Once you find the line in the listing below that contains "Target: person in red jacket", copy it and every following line exactly, stopping at the end.

Dataset entries:
▽

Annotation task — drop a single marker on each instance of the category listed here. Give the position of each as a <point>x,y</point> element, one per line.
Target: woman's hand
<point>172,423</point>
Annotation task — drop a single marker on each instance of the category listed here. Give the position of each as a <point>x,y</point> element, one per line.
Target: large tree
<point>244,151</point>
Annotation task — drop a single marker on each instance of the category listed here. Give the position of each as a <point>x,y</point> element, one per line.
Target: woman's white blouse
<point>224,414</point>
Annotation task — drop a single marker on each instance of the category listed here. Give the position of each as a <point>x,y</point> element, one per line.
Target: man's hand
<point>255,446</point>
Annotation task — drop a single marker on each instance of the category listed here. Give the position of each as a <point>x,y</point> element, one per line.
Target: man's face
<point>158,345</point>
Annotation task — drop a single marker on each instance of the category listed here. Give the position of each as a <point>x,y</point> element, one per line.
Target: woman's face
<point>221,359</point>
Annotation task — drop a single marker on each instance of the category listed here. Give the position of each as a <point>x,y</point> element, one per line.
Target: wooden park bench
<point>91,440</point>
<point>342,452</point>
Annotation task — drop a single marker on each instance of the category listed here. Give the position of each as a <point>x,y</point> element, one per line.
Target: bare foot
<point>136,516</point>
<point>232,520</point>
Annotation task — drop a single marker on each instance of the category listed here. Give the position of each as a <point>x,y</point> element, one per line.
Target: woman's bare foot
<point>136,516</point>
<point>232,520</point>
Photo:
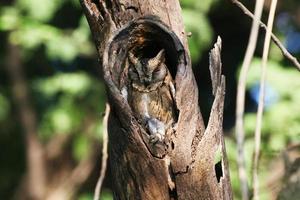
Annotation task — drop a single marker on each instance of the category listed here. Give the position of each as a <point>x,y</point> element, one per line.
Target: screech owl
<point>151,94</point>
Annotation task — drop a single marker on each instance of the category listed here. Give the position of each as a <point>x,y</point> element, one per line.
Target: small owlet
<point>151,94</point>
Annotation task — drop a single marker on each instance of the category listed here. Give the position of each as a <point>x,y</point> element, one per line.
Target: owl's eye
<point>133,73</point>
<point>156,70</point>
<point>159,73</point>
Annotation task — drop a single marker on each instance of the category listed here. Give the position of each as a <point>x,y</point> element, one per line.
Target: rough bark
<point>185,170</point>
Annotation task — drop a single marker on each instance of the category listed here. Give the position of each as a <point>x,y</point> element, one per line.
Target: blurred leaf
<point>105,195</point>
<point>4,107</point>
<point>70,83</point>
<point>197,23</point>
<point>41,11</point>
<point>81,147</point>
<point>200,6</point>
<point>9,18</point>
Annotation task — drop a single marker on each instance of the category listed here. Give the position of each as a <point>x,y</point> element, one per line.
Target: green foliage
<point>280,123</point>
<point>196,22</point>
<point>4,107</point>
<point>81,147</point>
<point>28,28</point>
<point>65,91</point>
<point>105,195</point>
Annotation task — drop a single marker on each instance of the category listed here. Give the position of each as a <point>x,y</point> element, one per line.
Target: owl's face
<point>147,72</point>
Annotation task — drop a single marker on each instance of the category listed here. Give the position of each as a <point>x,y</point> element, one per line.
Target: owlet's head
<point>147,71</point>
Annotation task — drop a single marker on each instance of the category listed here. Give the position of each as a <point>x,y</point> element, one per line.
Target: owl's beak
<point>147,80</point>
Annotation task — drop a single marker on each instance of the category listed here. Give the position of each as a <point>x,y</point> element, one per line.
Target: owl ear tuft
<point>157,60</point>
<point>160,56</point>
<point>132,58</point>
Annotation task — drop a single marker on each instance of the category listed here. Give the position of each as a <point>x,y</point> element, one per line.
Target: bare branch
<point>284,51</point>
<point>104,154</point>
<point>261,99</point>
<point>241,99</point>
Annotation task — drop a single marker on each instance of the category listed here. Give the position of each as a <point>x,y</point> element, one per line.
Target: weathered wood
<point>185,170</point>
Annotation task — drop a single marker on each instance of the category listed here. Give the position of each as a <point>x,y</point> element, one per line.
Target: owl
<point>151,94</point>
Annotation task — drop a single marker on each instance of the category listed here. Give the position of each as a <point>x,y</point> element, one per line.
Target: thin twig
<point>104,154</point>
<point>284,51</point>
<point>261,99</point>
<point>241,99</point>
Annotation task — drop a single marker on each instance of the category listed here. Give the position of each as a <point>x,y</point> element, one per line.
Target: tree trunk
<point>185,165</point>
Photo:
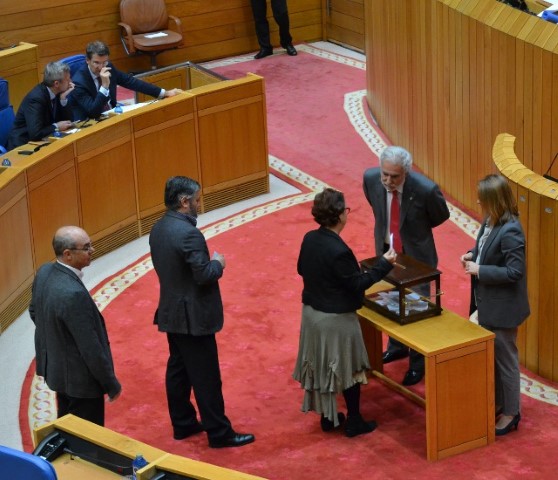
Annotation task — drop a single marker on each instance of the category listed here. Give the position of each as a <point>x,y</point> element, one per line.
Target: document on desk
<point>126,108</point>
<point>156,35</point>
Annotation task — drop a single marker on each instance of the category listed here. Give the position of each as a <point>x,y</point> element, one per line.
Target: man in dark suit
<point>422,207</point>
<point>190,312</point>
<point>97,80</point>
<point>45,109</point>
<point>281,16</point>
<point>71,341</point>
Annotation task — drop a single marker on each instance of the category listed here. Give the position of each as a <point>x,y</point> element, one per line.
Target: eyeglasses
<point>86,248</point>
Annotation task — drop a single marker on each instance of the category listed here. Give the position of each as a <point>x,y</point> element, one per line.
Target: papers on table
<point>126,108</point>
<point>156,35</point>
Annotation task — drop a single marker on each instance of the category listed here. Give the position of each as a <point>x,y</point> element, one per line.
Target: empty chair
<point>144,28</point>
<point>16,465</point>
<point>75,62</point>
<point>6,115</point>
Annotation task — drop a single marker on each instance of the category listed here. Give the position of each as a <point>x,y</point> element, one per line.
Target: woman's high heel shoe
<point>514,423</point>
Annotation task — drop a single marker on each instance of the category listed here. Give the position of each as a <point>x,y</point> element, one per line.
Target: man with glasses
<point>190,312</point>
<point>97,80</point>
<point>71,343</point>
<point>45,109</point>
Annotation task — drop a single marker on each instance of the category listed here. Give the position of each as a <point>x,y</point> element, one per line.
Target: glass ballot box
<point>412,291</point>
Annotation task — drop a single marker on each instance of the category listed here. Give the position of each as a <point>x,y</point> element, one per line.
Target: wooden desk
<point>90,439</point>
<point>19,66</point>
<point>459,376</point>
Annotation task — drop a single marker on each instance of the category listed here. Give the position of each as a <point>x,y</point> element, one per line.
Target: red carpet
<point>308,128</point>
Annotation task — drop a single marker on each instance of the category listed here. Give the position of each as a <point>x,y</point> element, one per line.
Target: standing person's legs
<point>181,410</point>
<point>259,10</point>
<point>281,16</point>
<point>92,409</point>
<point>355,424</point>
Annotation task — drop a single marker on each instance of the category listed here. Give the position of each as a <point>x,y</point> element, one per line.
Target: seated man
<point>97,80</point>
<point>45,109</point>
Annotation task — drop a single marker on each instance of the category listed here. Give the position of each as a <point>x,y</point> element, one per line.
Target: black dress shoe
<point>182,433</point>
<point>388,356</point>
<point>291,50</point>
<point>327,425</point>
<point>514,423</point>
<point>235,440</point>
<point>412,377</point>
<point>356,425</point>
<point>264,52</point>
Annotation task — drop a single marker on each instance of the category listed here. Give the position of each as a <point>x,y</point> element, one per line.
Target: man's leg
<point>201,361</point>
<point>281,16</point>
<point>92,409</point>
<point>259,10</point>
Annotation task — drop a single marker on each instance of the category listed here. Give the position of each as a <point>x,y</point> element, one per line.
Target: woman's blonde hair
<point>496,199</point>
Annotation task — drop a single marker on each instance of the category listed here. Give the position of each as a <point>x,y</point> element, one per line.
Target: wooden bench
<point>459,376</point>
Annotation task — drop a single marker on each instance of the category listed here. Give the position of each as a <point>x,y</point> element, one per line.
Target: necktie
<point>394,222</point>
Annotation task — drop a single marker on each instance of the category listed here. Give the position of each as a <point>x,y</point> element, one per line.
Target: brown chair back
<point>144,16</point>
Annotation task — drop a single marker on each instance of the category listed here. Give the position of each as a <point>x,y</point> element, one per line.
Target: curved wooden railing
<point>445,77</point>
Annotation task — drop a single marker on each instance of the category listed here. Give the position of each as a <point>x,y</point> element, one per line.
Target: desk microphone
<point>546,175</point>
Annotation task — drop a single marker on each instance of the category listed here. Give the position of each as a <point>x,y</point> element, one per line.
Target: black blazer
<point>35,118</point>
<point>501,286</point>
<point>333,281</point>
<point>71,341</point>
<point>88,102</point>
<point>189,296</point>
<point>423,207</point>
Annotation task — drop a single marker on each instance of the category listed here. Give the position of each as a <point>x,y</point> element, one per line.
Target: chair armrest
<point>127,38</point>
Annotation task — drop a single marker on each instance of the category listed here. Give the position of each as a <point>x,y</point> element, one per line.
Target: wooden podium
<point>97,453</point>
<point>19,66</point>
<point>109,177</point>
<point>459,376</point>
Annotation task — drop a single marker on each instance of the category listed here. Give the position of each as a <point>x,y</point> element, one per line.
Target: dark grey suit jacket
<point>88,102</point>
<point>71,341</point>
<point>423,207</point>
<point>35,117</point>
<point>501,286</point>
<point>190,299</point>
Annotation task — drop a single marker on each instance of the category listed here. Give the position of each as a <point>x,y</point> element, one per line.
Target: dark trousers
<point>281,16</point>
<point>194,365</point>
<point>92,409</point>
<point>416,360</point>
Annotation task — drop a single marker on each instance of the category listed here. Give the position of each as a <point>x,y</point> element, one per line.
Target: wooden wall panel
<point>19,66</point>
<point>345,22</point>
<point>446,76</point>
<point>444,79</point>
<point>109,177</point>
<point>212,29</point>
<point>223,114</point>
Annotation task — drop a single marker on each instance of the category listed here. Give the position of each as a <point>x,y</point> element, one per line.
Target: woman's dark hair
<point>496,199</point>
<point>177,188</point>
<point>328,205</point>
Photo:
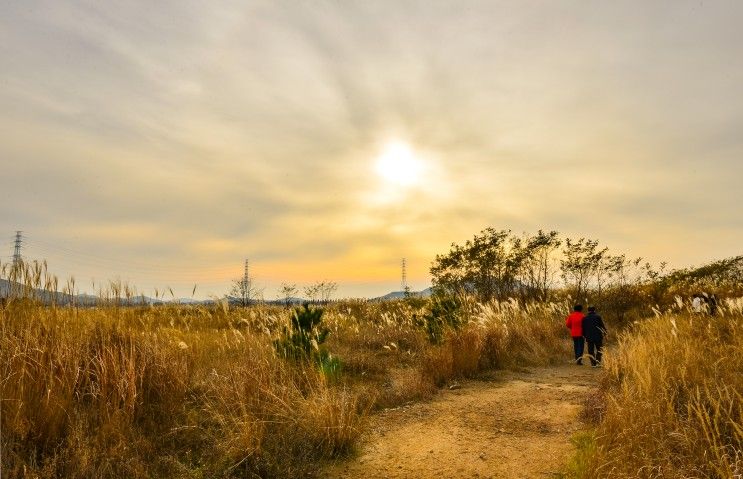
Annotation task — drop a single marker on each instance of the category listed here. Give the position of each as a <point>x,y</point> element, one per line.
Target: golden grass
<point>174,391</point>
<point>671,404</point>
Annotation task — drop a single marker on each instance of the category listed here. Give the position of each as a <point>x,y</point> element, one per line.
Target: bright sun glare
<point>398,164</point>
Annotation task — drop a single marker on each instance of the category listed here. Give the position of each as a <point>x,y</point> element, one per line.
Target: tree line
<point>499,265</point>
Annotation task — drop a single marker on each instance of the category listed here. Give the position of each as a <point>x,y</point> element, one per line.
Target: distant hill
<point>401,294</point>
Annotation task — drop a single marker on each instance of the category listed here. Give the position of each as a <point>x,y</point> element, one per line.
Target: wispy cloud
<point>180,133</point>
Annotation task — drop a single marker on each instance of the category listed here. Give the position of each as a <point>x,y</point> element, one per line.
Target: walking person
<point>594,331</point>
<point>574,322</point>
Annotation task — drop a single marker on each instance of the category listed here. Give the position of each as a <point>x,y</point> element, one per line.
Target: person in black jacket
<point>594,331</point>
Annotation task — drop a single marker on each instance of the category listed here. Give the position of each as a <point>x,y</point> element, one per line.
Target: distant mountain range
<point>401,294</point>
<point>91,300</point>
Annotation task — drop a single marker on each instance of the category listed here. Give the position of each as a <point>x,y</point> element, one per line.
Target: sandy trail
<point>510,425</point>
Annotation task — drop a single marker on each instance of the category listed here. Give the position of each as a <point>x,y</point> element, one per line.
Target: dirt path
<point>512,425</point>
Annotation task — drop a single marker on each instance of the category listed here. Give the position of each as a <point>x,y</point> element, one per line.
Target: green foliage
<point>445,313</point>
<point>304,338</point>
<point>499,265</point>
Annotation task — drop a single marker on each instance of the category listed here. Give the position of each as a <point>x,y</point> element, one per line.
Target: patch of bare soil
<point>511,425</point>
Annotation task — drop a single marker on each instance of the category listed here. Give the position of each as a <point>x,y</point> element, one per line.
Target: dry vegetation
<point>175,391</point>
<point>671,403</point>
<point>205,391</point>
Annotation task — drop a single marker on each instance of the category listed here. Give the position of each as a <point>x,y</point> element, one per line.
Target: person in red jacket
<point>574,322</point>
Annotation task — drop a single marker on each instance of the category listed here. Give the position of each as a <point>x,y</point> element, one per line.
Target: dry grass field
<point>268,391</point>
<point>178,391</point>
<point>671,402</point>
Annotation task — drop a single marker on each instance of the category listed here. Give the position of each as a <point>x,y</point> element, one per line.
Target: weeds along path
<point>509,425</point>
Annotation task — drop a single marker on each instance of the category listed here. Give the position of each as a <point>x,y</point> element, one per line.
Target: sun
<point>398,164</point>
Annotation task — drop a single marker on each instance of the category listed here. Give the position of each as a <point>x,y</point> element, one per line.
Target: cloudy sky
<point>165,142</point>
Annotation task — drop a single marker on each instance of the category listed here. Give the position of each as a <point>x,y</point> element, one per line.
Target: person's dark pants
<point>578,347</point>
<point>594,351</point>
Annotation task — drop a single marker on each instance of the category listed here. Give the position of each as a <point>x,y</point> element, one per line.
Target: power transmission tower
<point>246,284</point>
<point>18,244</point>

△

Exercise solution:
Target: person in red jacket
<point>574,322</point>
Annotation task — drop a single marker on each instance of the category listed here. Give the position of each as a <point>x,y</point> element, one per line.
Target: dry grass field
<point>268,391</point>
<point>178,391</point>
<point>671,402</point>
Annotation task — drop a single marker on each instance of the category listed here. Give the position of each as a <point>x,y</point> element, one per line.
Target: weeds along path
<point>509,425</point>
Annotation task — drop a single marker on each instance of the category listed here. Give the position of each as a <point>x,y</point> element, one per line.
Target: sun
<point>398,164</point>
Annotation task — drop a single marker on each instance of the category listed here. Give the position of each as a <point>x,y</point> element, one per line.
Target: cloudy sky
<point>165,142</point>
Annotation task — drop a single marker on each instance of the category listed here. Give the position of each as a <point>x,y</point> element, one per line.
Target: person's dark pants
<point>578,347</point>
<point>594,351</point>
Annotation task — drop a single marker on each instance of the category listed here. Give the position of each as a <point>x,y</point> element, one per line.
Target: power transmission tower
<point>246,284</point>
<point>18,244</point>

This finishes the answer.